#### Action item
Omitting all images, transcribe the entries word for word.

Saved entries:
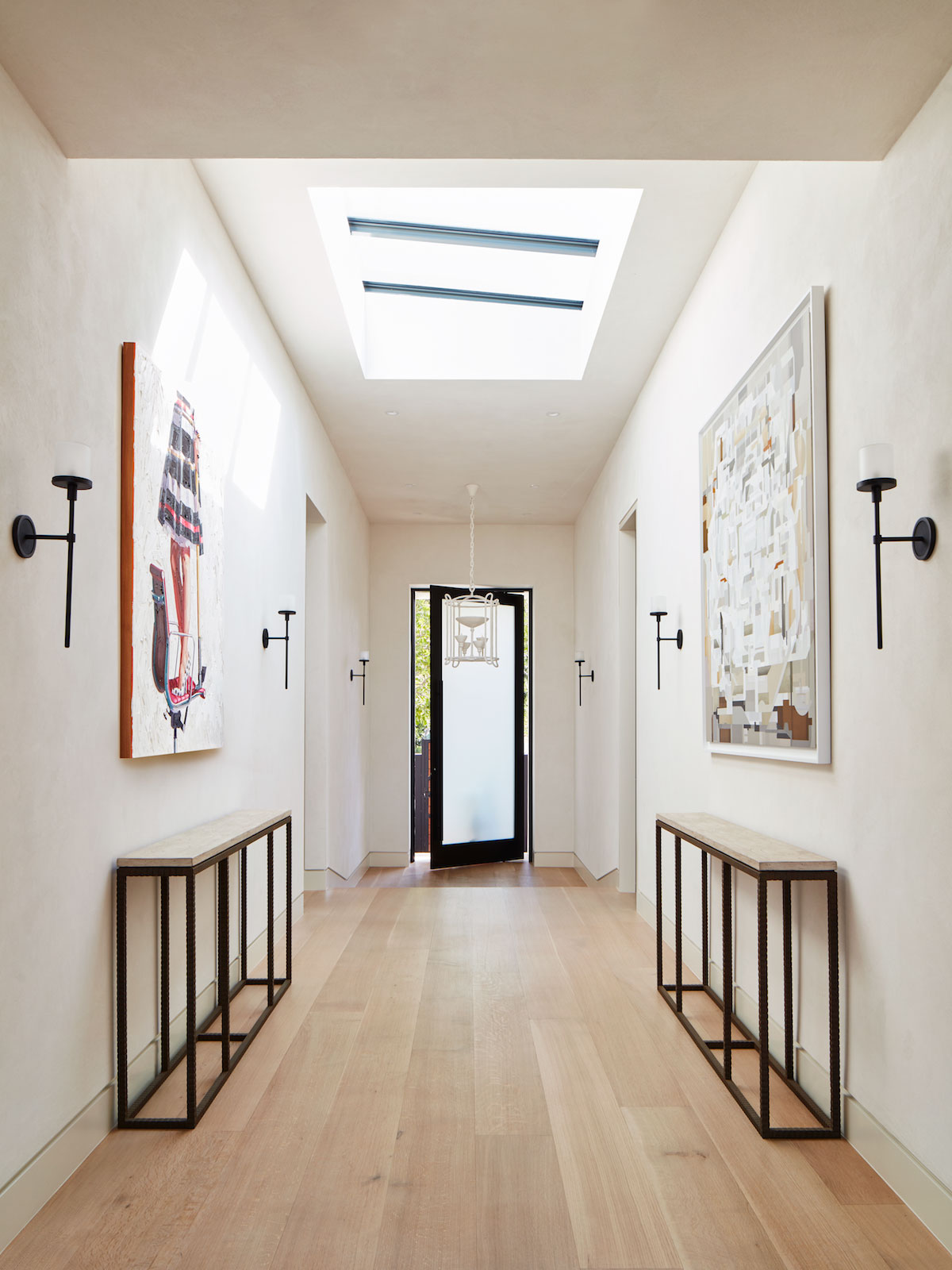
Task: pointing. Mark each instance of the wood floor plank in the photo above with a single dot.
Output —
(136, 1194)
(244, 1216)
(901, 1238)
(313, 964)
(428, 1214)
(780, 1184)
(712, 1225)
(639, 1075)
(615, 1210)
(546, 987)
(340, 1204)
(352, 979)
(509, 1096)
(847, 1174)
(522, 1217)
(348, 1134)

#### Solution for this task
Task: pointing. Mark each instance of the wood floor plank in the photo above with a single dot.
Output —
(136, 1194)
(244, 1216)
(901, 1238)
(313, 964)
(428, 1214)
(780, 1184)
(712, 1225)
(639, 1075)
(615, 1210)
(546, 987)
(340, 1204)
(352, 979)
(509, 1096)
(847, 1174)
(522, 1217)
(348, 1134)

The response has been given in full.